→ **Input material**:
·····
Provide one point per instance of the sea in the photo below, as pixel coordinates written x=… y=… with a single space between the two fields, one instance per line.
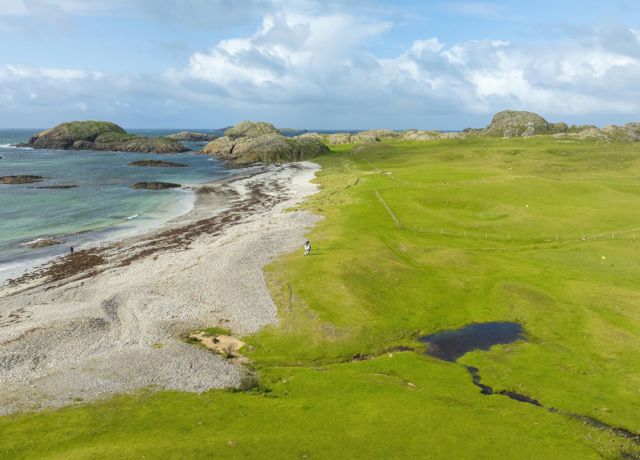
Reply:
·····
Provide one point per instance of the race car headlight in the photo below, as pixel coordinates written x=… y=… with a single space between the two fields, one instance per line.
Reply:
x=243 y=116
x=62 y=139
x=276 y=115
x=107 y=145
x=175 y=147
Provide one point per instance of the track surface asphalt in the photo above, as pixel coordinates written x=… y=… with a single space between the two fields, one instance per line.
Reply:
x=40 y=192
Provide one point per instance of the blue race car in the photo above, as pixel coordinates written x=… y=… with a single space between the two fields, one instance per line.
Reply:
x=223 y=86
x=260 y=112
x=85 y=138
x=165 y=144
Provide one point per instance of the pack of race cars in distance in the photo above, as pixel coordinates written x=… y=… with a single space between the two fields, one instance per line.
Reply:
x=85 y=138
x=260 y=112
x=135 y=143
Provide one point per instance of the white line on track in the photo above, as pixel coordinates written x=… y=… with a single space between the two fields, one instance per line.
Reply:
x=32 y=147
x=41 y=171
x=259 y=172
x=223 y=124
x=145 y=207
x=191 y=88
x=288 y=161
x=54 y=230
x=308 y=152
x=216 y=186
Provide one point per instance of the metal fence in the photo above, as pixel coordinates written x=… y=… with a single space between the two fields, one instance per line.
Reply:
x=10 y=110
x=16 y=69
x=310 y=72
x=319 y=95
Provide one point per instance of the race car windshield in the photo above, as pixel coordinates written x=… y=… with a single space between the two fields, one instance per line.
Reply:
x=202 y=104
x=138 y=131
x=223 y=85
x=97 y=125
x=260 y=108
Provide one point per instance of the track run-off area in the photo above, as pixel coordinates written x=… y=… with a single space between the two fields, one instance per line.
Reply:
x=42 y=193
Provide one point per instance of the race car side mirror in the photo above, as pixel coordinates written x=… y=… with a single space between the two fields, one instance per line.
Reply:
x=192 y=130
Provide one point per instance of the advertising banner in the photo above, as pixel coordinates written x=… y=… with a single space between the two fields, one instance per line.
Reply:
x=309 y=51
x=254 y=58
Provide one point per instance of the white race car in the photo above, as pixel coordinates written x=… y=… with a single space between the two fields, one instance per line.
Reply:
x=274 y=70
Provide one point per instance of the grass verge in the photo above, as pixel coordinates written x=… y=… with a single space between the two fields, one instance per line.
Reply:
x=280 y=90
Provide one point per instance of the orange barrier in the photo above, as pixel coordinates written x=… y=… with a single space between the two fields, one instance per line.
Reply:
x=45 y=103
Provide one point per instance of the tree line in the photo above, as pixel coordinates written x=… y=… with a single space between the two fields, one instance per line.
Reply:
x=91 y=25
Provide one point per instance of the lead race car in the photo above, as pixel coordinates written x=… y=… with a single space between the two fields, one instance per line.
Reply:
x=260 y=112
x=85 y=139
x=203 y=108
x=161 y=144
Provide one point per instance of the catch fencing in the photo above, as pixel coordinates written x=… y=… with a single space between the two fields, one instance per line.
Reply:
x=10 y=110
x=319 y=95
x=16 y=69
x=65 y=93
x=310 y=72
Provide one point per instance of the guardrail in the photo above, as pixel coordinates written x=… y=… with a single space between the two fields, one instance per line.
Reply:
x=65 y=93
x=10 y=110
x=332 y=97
·····
→ **Task to complete**: Report each line above that contains the word "race", copying every such line in full.

→ **Solution to the exercise**:
Provide one point per instance of the race car headlight in the photo below, as pixel coordinates written x=… y=… with a single space between the two fields, one instance per line.
Provide one point per instance of the blue race car in the photo above, as pixel coordinates written x=… y=… with a single space between the two fields, one instance per line.
Provide one point per instance of the pack of race cars in distance in the photo above, as pixel coordinates written x=… y=… with a single space between the two fields, one instance per line.
Provide one point per instance of the race car windshield in the photo above, as pixel coordinates written x=… y=… with a single space between the two fields, one instance per line.
Provide one point per instance of the race car side mirror in the photo above, as pixel coordinates written x=… y=… with a single space between the two fields, one instance per line.
Provide one point per instance of the white race car in the photo above, as pixel coordinates written x=… y=… with a single space between the two fields, one instance per line.
Provide one point per instance of the lead race car in the photo above, as pixel coordinates written x=… y=… with a single space between the two fields, one instance per line.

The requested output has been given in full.